_EXERCISE OBJECTIVE_
Below are records; count the lines in them that hold "sign" and give only the count.

[Natural-language object grounding data]
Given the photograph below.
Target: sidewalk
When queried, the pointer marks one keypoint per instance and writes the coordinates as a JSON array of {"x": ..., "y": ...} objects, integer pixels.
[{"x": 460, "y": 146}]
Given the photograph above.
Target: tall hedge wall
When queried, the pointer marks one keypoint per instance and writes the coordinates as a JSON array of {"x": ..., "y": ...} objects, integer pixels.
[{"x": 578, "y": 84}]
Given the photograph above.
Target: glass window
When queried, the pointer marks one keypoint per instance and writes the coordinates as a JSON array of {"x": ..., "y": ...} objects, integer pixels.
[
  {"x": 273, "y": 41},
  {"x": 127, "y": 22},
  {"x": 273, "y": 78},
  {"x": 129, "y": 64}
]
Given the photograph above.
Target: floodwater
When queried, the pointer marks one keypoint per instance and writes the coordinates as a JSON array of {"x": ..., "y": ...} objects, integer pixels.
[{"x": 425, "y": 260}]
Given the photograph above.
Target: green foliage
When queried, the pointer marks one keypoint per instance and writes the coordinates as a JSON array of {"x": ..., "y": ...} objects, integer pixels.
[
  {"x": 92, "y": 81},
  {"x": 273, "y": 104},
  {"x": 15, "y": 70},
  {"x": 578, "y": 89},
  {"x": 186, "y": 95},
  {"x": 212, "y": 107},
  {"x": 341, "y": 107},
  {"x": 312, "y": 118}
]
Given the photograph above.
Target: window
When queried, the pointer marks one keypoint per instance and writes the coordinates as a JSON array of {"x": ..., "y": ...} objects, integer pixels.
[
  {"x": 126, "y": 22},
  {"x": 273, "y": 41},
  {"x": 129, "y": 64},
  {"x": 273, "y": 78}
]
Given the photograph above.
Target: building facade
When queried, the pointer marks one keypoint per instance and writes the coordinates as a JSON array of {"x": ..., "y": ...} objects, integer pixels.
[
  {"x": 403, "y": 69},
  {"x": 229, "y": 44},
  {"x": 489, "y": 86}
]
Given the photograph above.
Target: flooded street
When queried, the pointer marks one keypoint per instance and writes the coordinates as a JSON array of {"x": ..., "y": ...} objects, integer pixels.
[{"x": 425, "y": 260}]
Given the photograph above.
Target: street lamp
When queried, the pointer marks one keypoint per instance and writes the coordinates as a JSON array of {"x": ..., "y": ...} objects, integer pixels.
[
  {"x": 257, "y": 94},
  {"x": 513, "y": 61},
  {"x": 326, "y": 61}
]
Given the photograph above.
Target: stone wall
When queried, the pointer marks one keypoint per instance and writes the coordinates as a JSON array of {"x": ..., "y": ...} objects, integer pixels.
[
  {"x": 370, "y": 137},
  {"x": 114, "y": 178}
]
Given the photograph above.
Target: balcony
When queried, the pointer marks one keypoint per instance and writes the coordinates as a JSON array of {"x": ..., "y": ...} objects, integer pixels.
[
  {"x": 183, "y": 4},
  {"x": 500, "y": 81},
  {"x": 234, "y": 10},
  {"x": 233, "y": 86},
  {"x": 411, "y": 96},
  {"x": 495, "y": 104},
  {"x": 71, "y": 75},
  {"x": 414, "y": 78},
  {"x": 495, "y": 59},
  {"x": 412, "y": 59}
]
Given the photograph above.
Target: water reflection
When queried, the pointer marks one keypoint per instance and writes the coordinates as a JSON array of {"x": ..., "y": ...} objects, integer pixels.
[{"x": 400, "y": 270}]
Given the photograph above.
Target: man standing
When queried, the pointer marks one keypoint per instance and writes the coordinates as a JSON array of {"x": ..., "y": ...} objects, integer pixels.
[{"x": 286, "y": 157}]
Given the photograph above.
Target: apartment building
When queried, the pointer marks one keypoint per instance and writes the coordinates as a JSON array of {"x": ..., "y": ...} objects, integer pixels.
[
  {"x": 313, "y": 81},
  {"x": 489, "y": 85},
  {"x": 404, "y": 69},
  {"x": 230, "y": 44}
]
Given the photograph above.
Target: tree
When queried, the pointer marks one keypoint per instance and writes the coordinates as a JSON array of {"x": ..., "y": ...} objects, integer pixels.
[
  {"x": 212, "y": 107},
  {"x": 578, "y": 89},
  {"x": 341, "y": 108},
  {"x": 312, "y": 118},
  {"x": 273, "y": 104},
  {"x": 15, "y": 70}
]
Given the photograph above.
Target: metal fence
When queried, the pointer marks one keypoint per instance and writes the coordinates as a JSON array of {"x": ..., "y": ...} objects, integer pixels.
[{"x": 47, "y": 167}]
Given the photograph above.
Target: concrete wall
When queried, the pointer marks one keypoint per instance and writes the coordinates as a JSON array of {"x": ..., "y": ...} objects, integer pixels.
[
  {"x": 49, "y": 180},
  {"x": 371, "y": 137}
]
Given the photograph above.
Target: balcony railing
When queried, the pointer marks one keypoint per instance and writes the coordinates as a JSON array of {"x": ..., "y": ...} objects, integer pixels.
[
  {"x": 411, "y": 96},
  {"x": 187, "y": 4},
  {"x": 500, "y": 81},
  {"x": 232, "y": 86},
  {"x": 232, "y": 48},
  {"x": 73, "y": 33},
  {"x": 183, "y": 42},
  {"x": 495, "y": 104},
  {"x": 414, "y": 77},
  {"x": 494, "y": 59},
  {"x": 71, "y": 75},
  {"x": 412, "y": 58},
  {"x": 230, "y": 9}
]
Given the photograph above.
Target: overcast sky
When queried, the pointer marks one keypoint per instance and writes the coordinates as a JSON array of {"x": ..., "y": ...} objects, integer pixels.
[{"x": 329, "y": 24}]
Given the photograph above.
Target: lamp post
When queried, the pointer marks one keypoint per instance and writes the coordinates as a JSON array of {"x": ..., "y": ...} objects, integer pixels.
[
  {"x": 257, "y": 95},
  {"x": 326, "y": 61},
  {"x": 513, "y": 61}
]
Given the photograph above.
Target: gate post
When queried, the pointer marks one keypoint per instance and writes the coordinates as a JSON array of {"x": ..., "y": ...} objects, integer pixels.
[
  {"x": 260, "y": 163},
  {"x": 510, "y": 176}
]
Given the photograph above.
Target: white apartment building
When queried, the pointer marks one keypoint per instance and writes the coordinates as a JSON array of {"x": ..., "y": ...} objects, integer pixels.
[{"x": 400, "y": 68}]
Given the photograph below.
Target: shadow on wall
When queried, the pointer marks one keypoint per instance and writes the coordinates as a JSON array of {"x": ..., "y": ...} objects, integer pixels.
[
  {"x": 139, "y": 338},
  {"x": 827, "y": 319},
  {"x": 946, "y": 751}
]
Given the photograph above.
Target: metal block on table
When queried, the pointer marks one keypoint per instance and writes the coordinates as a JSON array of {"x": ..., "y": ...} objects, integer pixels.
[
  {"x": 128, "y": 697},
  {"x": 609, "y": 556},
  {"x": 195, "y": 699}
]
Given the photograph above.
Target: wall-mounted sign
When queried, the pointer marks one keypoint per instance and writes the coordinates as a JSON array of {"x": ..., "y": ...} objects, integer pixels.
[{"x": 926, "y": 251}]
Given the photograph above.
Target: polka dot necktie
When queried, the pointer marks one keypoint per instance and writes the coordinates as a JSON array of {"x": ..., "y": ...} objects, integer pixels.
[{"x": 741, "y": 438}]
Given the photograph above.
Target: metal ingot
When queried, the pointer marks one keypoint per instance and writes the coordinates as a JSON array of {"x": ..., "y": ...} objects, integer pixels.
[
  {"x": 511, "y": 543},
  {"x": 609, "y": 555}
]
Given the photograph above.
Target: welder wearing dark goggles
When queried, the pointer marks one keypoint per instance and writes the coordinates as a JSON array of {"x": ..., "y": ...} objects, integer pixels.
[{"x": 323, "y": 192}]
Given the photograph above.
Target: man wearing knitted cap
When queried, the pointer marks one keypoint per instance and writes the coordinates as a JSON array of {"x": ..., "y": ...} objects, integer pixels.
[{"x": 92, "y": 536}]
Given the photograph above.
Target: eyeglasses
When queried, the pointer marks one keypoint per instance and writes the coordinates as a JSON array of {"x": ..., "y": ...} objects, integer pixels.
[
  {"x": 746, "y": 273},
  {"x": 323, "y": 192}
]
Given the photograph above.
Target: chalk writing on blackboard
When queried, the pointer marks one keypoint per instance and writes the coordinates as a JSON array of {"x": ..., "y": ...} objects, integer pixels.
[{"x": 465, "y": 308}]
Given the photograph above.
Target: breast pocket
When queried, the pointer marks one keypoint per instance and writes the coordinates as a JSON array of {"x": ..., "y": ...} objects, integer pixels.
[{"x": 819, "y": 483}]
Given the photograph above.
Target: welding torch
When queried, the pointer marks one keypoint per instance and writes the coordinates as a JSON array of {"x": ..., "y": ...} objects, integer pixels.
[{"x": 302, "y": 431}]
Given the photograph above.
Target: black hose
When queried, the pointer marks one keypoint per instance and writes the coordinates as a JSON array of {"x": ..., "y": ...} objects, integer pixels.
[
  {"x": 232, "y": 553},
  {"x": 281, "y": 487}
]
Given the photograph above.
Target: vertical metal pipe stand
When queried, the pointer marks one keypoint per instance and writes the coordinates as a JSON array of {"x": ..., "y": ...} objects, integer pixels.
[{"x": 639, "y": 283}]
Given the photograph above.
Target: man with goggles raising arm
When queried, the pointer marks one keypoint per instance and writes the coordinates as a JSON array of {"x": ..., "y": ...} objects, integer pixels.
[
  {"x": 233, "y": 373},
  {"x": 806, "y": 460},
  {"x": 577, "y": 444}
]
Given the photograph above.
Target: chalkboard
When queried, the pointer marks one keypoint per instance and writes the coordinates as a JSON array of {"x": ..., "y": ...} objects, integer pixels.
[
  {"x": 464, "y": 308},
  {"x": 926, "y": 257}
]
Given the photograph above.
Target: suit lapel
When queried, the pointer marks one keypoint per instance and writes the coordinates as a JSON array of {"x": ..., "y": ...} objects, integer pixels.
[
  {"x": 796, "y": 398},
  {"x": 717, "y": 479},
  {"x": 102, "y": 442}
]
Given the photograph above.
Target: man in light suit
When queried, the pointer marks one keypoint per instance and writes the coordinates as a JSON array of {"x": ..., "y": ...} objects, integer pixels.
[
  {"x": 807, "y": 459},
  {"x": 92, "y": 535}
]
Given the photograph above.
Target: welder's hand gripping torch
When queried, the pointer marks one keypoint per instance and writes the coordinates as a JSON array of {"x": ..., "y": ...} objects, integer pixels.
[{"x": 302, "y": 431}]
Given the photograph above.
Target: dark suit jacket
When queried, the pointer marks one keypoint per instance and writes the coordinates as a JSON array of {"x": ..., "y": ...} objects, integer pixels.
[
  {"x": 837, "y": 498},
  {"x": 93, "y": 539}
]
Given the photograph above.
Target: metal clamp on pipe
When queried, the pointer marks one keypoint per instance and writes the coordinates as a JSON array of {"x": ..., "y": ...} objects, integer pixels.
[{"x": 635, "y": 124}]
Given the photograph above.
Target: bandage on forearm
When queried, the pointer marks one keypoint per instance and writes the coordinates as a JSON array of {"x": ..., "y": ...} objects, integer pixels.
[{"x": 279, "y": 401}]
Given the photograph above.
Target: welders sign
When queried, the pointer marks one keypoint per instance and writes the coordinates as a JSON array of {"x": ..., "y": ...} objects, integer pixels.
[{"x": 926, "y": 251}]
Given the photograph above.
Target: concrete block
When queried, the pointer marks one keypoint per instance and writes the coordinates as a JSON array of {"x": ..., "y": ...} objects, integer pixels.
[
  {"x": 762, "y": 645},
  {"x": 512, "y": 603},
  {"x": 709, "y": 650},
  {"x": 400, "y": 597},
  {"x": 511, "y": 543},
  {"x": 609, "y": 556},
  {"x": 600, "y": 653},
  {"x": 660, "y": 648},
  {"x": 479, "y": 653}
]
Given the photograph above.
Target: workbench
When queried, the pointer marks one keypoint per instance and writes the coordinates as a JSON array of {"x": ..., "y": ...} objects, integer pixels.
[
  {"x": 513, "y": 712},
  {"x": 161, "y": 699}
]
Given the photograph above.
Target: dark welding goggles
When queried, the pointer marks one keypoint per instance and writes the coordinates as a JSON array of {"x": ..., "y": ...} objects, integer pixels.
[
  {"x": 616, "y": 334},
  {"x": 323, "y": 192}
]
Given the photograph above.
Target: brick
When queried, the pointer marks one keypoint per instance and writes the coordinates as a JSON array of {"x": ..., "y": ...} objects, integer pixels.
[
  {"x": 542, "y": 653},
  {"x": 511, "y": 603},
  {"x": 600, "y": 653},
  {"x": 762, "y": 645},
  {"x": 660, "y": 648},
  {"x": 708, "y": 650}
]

_ANSWER BOX_
2